* [WHAT YOU NEED TO DO]
1. Do the following statements agree with the passage about a better trash? For each, answer yes or no and quote the words of the passage that decide it.
(a) The permanent deletion mechanism is accessed with the Shift+Delete keyboard shortcut.
(b) The permanent deletion mechanism removes the file without showing a confirmation dialog.
(c) The author has already received an answer to the article on the interrupt handling model.
2. Could you retype every entry in the block of data line for line, without the pictures?

* [PASSAGE PROVIDED]
****************************************
An idea for a better trash

Well, as I have received no answer yet to the article on the interrupt handling model, I’ll leave it there for another week before starting work on implementation, just in case.

In meantime, I wanted to tell you about an interesting idea about file management which I’ve been toying with for some time.

In most GUIs, there are two mechanisms for deleting files. The first one is the trash, accessed via the contextual “Delete”/”Move to Trash” command or via the “Delete” key. Based on the real-world desktops, like many things in current GUIs, it implements a metaphorical trash which holds your deleted files so that you can reverse their deletion if it was a mistake, and must be emptied from time to time.

At the other extreme, we have a permanent deletion mechanism, akin to the UNIX “rm” command, and accessed via the Shift+Delete keyboard shortcut. This mechanism displays a confirmation dialog, and after that permanently removes the file from the hard drive.
****************************************
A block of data
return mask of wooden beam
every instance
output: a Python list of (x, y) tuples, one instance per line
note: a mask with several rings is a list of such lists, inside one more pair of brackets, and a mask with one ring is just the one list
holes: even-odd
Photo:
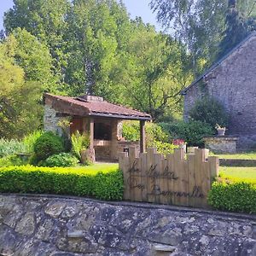
[(141, 153), (146, 152), (145, 120), (140, 120), (140, 148)]
[(94, 119), (90, 119), (90, 148), (93, 148), (94, 141)]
****************************************
* [TASK-BY-TASK RESULTS]
1.
(a) Yes: "accessed via the Shift+Delete keyboard shortcut"
(b) No: "This mechanism displays a confirmation dialog, and after that permanently removes the file from the hard drive."
(c) No: "as I have received no answer yet to the article on the interrupt handling model"

2.
return mask of wooden beam
every instance
output: a Python list of (x, y) tuples, one instance per line
note: a mask with several rings is a list of such lists, inside one more pair of brackets, and a mask with one ring is just the one list
holes: even-odd
Photo:
[(141, 153), (146, 152), (145, 120), (140, 120), (140, 148)]
[(94, 119), (90, 119), (90, 148), (93, 148), (94, 141)]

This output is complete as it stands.